INSTRUCTIONS TO FOLLOW:
Set down every entry word for word. Omit the pictures.

DATASET ROWS:
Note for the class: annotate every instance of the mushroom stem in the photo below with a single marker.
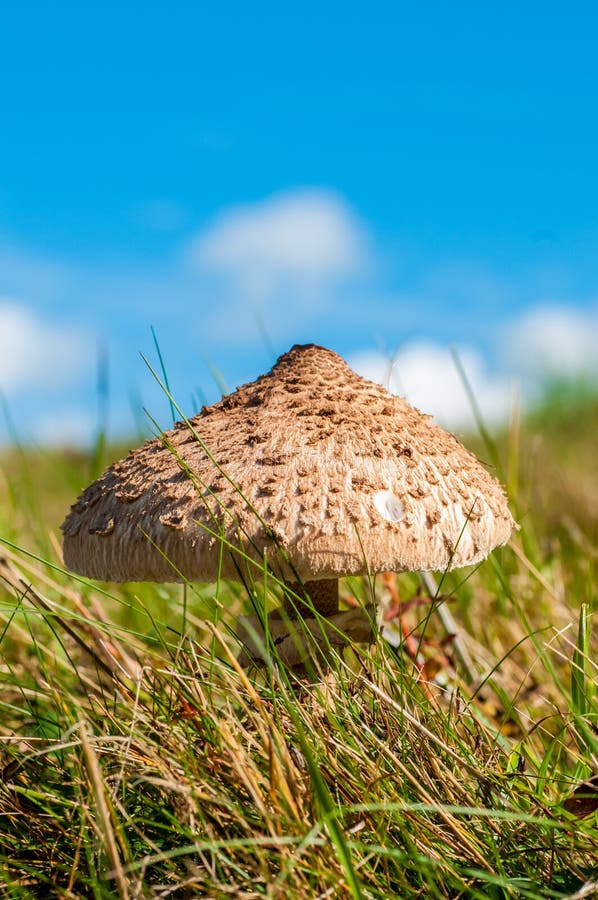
(323, 595)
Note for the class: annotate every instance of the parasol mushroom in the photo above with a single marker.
(311, 468)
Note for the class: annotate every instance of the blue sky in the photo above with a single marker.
(375, 178)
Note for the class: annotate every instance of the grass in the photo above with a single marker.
(137, 759)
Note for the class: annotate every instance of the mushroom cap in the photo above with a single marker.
(310, 467)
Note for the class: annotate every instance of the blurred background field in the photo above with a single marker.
(138, 760)
(192, 191)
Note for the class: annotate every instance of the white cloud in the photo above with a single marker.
(70, 427)
(555, 341)
(34, 353)
(310, 237)
(426, 374)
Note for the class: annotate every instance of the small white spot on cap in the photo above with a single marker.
(389, 506)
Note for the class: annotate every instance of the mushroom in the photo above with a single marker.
(312, 469)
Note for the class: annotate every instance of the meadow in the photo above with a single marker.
(138, 759)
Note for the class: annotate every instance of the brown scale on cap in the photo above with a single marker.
(311, 467)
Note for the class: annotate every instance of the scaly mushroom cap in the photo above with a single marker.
(311, 467)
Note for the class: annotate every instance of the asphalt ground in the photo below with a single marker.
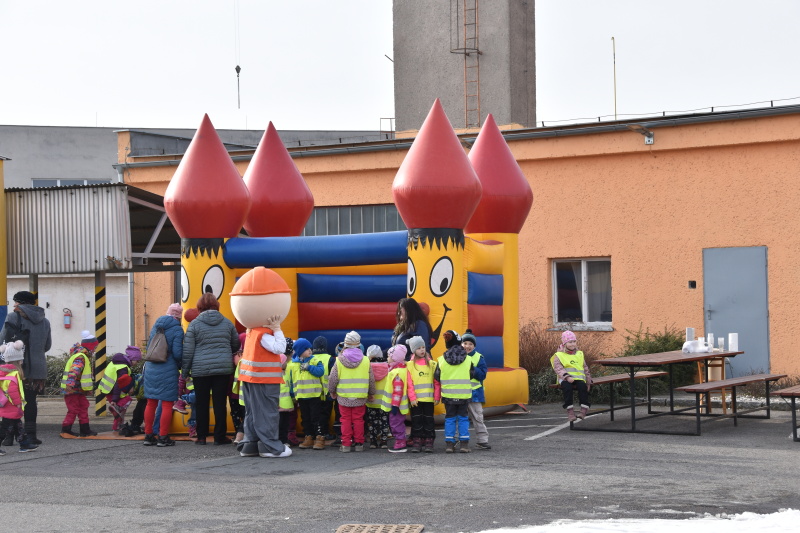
(536, 472)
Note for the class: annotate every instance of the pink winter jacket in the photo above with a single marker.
(13, 408)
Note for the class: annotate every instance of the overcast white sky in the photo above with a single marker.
(317, 64)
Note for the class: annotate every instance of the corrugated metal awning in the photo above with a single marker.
(88, 228)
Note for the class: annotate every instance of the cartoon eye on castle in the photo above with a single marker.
(459, 257)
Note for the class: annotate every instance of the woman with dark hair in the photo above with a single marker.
(411, 322)
(210, 341)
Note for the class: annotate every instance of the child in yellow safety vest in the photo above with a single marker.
(306, 387)
(573, 374)
(77, 383)
(12, 402)
(423, 394)
(377, 419)
(352, 384)
(395, 386)
(455, 372)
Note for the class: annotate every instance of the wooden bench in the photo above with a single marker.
(793, 393)
(707, 388)
(620, 378)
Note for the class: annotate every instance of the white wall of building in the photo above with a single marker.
(74, 292)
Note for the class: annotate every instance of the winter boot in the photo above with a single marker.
(180, 406)
(416, 445)
(571, 414)
(86, 431)
(399, 446)
(165, 441)
(27, 446)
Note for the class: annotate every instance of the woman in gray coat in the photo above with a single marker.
(208, 348)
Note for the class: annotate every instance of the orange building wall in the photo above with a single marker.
(651, 209)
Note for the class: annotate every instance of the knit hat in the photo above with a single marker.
(175, 311)
(300, 346)
(397, 354)
(25, 297)
(134, 353)
(77, 348)
(415, 343)
(352, 339)
(374, 352)
(320, 345)
(191, 314)
(451, 338)
(468, 336)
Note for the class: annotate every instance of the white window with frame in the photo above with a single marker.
(582, 292)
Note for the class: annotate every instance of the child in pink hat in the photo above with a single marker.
(573, 374)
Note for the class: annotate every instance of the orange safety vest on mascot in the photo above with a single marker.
(258, 365)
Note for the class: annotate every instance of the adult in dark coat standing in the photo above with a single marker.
(161, 379)
(28, 322)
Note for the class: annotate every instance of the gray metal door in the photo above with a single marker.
(735, 295)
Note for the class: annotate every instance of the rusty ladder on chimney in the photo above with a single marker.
(468, 46)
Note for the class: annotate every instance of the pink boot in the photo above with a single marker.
(399, 446)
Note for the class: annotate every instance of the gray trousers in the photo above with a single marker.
(476, 414)
(261, 418)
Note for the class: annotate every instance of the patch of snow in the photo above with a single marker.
(707, 523)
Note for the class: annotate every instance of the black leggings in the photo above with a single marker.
(206, 388)
(583, 392)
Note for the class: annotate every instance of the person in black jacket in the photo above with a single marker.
(27, 323)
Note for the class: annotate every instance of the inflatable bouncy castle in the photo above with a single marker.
(458, 257)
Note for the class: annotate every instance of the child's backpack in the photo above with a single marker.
(157, 349)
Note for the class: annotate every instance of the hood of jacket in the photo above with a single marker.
(380, 370)
(351, 357)
(455, 355)
(34, 313)
(6, 369)
(212, 317)
(121, 359)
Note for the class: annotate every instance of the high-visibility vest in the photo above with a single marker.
(285, 400)
(381, 398)
(236, 387)
(306, 384)
(5, 384)
(422, 376)
(326, 360)
(87, 383)
(455, 379)
(353, 382)
(257, 364)
(110, 378)
(476, 359)
(572, 363)
(388, 389)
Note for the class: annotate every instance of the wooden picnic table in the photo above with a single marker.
(668, 359)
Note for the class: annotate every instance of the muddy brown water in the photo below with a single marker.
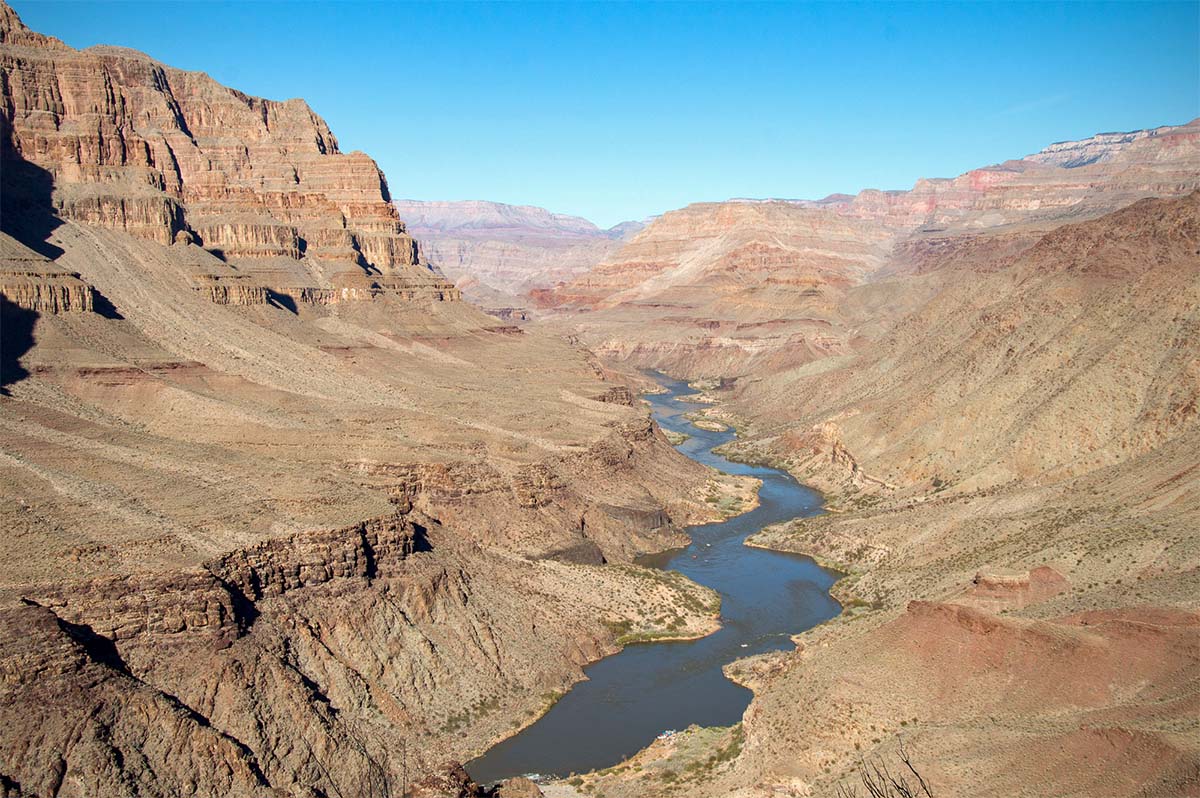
(630, 697)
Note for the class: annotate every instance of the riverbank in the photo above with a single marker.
(630, 697)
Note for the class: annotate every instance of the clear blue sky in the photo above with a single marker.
(619, 111)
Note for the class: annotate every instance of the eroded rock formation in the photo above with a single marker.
(264, 538)
(111, 138)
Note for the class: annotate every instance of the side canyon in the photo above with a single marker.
(310, 491)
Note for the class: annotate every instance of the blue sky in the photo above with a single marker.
(618, 111)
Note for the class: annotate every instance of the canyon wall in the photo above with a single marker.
(737, 288)
(1012, 475)
(497, 253)
(111, 138)
(282, 516)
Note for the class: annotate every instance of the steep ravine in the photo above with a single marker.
(630, 697)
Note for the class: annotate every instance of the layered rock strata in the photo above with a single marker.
(264, 538)
(111, 138)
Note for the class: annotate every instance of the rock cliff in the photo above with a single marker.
(497, 253)
(111, 138)
(744, 287)
(280, 519)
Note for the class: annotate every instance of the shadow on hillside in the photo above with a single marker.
(27, 207)
(27, 214)
(16, 339)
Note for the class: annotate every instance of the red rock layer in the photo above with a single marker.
(108, 137)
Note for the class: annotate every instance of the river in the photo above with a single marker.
(648, 688)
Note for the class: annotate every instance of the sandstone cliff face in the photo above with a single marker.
(1013, 467)
(111, 138)
(267, 538)
(1073, 355)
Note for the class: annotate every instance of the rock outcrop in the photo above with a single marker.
(277, 521)
(498, 253)
(107, 137)
(747, 287)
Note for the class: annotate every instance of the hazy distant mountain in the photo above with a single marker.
(498, 252)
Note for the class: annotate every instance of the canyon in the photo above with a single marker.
(310, 491)
(498, 253)
(749, 286)
(283, 515)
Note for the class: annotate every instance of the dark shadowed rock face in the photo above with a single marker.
(279, 517)
(497, 253)
(126, 143)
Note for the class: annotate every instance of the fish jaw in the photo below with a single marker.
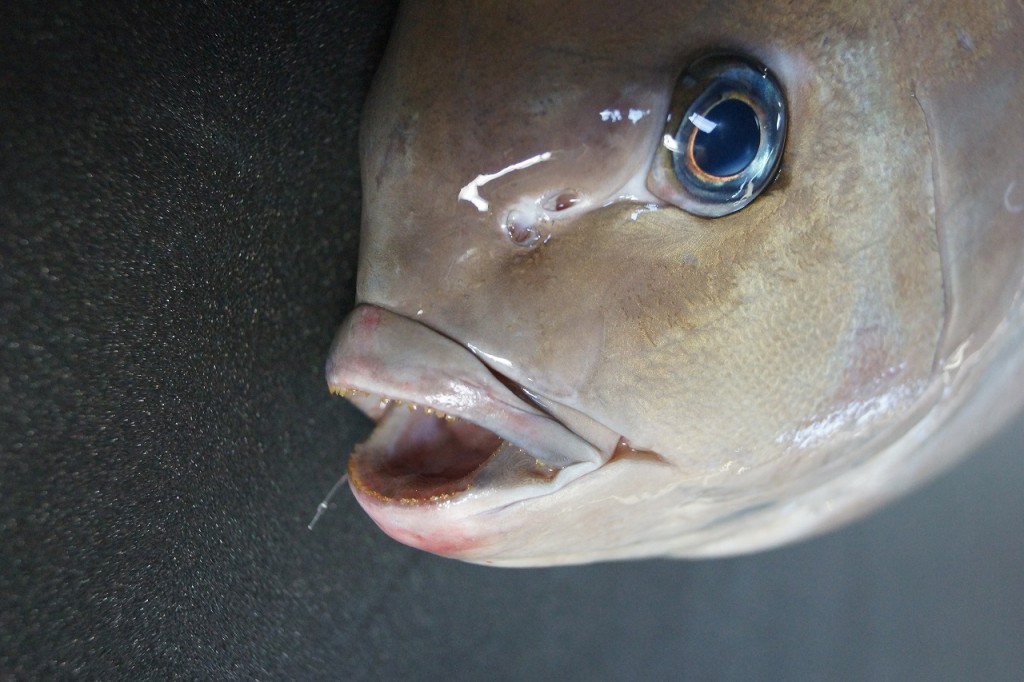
(454, 441)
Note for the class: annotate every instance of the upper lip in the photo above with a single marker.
(379, 358)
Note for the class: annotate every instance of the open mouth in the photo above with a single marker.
(418, 454)
(446, 425)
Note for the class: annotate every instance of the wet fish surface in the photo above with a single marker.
(688, 280)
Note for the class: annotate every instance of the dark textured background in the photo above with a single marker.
(178, 213)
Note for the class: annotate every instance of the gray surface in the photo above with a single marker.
(178, 213)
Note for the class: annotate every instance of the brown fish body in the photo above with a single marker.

SOLUTION BELOW:
Note for the class: annotate every instance of the mushroom stem in the photo below with a single marker.
(323, 595)
Note for the class: annotate every instance of the parasol mushroom in the photo above with a single marker.
(311, 468)
Note for the class: annotate every instance of the blue sky in the photo above with a single marker.
(375, 178)
Note for the class: annotate every instance of the grass in the photo above with a single marker.
(137, 759)
Note for the class: annotate every instance of the mushroom cap in the photo above with a single marker.
(310, 467)
Note for the class: annotate every instance of the blurred background field in the photo above with a single marker.
(138, 760)
(192, 191)
Note for the class: annotate every instance of the white cloud in the photo above with a single marker.
(70, 427)
(555, 341)
(34, 353)
(310, 237)
(426, 374)
Note for the class: annotate every instance of the small white spot on cap in the photo above with a single marker.
(389, 506)
Note for the class: annotate every instance of the mushroom in the photo above with a single marker.
(312, 469)
Note for the class: annotate every instance of the meadow in the photo above with a single marker.
(138, 759)
Note for the class: annotate every instance of the brown scale on cap in the photo above with a single marker.
(311, 467)
Note for the class: annotate every instance of the scaly mushroom cap in the photo above with a single marker.
(311, 467)
Note for the class: annotate every instance of the asphalt ground in the photo below with a single marker.
(536, 472)
Note for the class: annotate every instance of the pink winter jacket in the photo above with a single marker.
(13, 408)
Note for the class: annotate every instance of the overcast white sky in the photo above with a single marker.
(317, 64)
Note for the class: annotate every instance of the corrugated metal awning in the photo above with a single marker.
(88, 228)
Note for the class: annotate every instance of the cartoon eye on castle in the photo above with a single marker.
(459, 257)
Note for the class: annotate every instance of the woman with dark hair in the photo above with a single marker.
(411, 322)
(210, 341)
Note for the class: annotate every instance of the child in yellow safety vest in the photo above with a single marker.
(306, 387)
(573, 374)
(77, 383)
(12, 402)
(423, 394)
(377, 419)
(352, 384)
(395, 386)
(455, 372)
Note for the class: annotate every instance of the wooden bench in the photo above with a single marker.
(793, 393)
(707, 388)
(620, 378)
Note for the class: annotate every instance of the white wall of building in the photo above with a single marker.
(74, 292)
Note for the class: annotate every instance of the winter boot in the photo above with a single marker.
(180, 406)
(416, 445)
(571, 414)
(86, 431)
(399, 446)
(165, 441)
(27, 446)
Note for the class: annotate every instance of the woman in gray coat in the photo above with a single marker.
(208, 348)
Note for the class: annotate every instance of the orange building wall in the photo above with a single marker.
(651, 209)
Note for the class: annotate every instance of the knit hat in the photo above with a single marker.
(175, 311)
(300, 346)
(397, 354)
(25, 297)
(134, 353)
(77, 348)
(415, 343)
(352, 339)
(374, 352)
(320, 345)
(191, 314)
(451, 338)
(468, 336)
Note for the class: annotate every instance of the white window with frame in the photo above with a single marker.
(582, 292)
Note for the class: annotate every instance of the child in pink hat in the photo above with a single marker.
(573, 374)
Note for the class: annotate every instance of the orange safety vest on mascot in the photo above with a single marker.
(258, 365)
Note for the class: annotate every instance of the adult in dark coat standing in the photo above with a single marker.
(161, 379)
(28, 322)
Note for the class: annotate every instance of the gray metal door in the photo above with a single marker.
(735, 295)
Note for the class: annotate every instance of the rusty ladder on chimney in the photo above with a single marker.
(468, 46)
Note for the class: annotate every instance of the pink boot in the photo above with a single marker.
(399, 446)
Note for the class: annotate every instance of the gray trousers in the photo above with a single marker.
(476, 414)
(261, 418)
Note for the class: annotate every instance of the patch of snow in the photo above with a single marker.
(707, 523)
Note for the class: annotate every instance of the black leggings in the photo above with a single marker.
(206, 388)
(583, 392)
Note for the class: annotate every instance of the person in black jacket in the photo above with a single marker.
(27, 323)
Note for the class: annotate every instance of the inflatable bouncy castle in the photo above with a single marker.
(458, 257)
Note for the class: annotate every instance of the child's backpack in the photo above with a single marker.
(157, 349)
Note for the class: annotate every instance of the hood of jacket in the photo above with a single marker.
(380, 370)
(351, 357)
(455, 355)
(34, 313)
(6, 369)
(212, 317)
(121, 359)
Note for the class: annotate every instance of the high-visibility vest in the photo above with a single marker.
(285, 400)
(381, 398)
(236, 387)
(306, 384)
(5, 384)
(422, 376)
(326, 360)
(87, 383)
(455, 379)
(353, 382)
(257, 364)
(110, 378)
(476, 359)
(572, 363)
(388, 389)
Note for the class: annotate every instance of the wooden picnic table in the photo above with a single marker.
(668, 359)
Note for the class: annotate every instance of the muddy brown water in the photo below with a single marker.
(630, 697)
Note for the class: annotate every instance of the riverbank in the photo above with a single marker.
(630, 697)
Note for the class: annotate every instance of the clear blue sky in the photo above with a single marker.
(619, 111)
Note for the class: annotate every instance of the eroded rock formation in the photo above with a single marker.
(264, 538)
(111, 138)
Note for the class: annotate every instance of the side canyon in the photo above with a single marker.
(310, 491)
Note for the class: annotate every instance of the blue sky in the photo above with a single marker.
(618, 111)
Note for the class: annotate every instance of the canyon wall in the photo above with a single marker.
(737, 288)
(1012, 475)
(497, 253)
(111, 138)
(282, 516)
Note for the class: annotate every instance of the steep ravine in the photo above with a single marker.
(630, 697)
Note for the class: annotate every instance of the layered rock strata in the photo above with a single marker.
(264, 538)
(111, 138)
Note for the class: annotate every instance of the rock cliff in the photo above with a single marker.
(497, 253)
(111, 138)
(744, 287)
(280, 519)
Note for the class: annotate every instance of the shadow on hillside in the photo above with a single marker.
(27, 207)
(27, 214)
(16, 339)
Note for the class: annotate every instance of the red rock layer in the photo above with a single marker.
(108, 137)
Note for the class: annotate every instance of the river in the photo above with a single marker.
(648, 688)
Note for the class: annotate every instance of the sandstone cliff face in the photo above with a single marker.
(1013, 467)
(111, 138)
(267, 538)
(1073, 355)
Note for the class: annotate every instance of the rock outcrop in the photo above with a single marker.
(277, 521)
(498, 253)
(107, 137)
(747, 287)
Note for the class: annotate every instance of the hazy distant mountain in the photo above with a single marker.
(498, 252)
Note for the class: annotate every instance of the canyon in the photo above with a single marker.
(310, 491)
(498, 253)
(749, 286)
(283, 515)
Note for the class: annotate every instance of the dark shadowed rock face in the photo above with a single marker.
(279, 517)
(497, 253)
(126, 143)
Note for the class: annotate every instance of the fish jaw in the photo below with a single marker.
(454, 441)
Note for the class: annotate every instance of the upper lip in the photo above with a single marker.
(379, 358)
Note for the class: annotate every instance of the open mouth in the photo above with a single marker.
(418, 454)
(446, 425)
Note for the class: annotate every instance of the wet fish surface in the photo above with a single marker.
(688, 280)
Note for the class: annotate every instance of the dark textured background in the photo above with a single marker.
(178, 213)
Note for the class: annotate every instance of the gray surface in the photo above with a single marker.
(178, 213)
Note for the class: annotate every instance of the brown fish body in the photo above with a single marker.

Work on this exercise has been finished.